_REQUIRED WORK_: Return the section of the gut neuron text from "The study also" to "human gastrointestinal disorders.", copied word for word.

Crucially, the balance between the two neuronal lineages depends on specific trophic signaling pathways: GDNF-RET supports neural crest–derived neurons, while HGF-MET supports mesoderm-derived neurons. Manipulating these pathways in mice altered the relative proportions of each lineage. Restoring GDNF signaling in aged mice improved intestinal motility, demonstrating that lineage composition has direct functional consequences and suggesting therapeutic strategies for age-related dysmotility.
“These findings show that the mesoderm contributes substantially to the ENS after birth and that this shift in lineage composition is linked to maturation and aging,” said Subhash Kulkarni, PhD, a staff scientist at BIDMC and assistant professor in the Division of Medical Sciences at Harvard Medical School. “Because these lineages may differ in disease susceptibility, identifying them opens new opportunities for targeted therapies.”
The study also analyzed human intestinal transcriptomes and found patterns consistent with the mouse data: patients with intestinal dysmotility displayed reduced GDNF-RET signaling, a decline in neural crest neuronal markers, and an increased transcriptional signature matching mesoderm-derived neurons. These observations suggest that an imbalance between ENS lineages may contribute to human gastrointestinal disorders.

_DATA UNDER STUDY_:
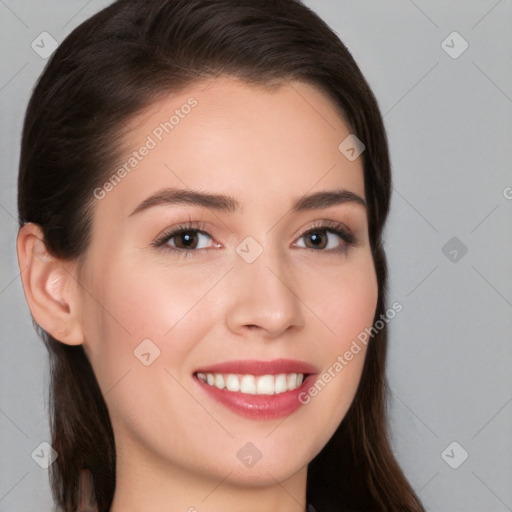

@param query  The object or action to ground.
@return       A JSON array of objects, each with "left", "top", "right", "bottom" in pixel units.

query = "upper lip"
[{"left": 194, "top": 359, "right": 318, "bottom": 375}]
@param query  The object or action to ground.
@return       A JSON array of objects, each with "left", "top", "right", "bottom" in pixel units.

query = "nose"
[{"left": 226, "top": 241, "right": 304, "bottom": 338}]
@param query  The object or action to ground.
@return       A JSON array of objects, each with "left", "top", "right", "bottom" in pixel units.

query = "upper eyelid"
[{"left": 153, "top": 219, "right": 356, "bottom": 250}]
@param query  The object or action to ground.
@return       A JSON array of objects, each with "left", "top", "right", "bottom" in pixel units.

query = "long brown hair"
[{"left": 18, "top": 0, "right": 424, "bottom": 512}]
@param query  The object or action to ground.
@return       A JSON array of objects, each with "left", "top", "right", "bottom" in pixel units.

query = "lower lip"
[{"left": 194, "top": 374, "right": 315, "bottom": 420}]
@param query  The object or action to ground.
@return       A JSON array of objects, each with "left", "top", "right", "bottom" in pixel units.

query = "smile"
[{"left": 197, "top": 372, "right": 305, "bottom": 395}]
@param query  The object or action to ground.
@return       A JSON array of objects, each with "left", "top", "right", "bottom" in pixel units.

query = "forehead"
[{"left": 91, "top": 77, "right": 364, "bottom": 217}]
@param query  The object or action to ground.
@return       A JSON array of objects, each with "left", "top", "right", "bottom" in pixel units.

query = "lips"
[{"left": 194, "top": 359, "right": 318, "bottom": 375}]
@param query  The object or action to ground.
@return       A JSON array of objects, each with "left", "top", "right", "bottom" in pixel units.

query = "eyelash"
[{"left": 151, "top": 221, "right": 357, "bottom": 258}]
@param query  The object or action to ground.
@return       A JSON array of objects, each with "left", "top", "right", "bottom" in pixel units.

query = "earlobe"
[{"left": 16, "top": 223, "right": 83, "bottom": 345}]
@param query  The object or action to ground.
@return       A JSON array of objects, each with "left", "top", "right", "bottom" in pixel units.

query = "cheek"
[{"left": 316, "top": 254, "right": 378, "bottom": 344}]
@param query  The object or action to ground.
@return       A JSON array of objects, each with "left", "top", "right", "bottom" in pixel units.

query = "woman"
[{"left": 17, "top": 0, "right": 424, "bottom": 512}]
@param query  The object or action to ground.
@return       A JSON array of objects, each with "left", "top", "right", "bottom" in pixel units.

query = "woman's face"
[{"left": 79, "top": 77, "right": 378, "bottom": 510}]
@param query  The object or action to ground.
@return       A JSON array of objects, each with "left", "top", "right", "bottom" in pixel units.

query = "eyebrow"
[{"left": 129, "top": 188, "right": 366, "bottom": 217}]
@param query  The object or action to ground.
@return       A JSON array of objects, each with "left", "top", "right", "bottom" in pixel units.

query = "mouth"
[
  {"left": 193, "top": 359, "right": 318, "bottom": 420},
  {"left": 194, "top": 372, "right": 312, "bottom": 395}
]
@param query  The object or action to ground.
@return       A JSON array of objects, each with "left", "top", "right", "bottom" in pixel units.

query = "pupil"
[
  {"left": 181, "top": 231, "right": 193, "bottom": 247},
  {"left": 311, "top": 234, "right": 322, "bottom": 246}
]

_WRITTEN ANSWER_:
The study also analyzed human intestinal transcriptomes and found patterns consistent with the mouse data: patients with intestinal dysmotility displayed reduced GDNF-RET signaling, a decline in neural crest neuronal markers, and an increased transcriptional signature matching mesoderm-derived neurons. These observations suggest that an imbalance between ENS lineages may contribute to human gastrointestinal disorders.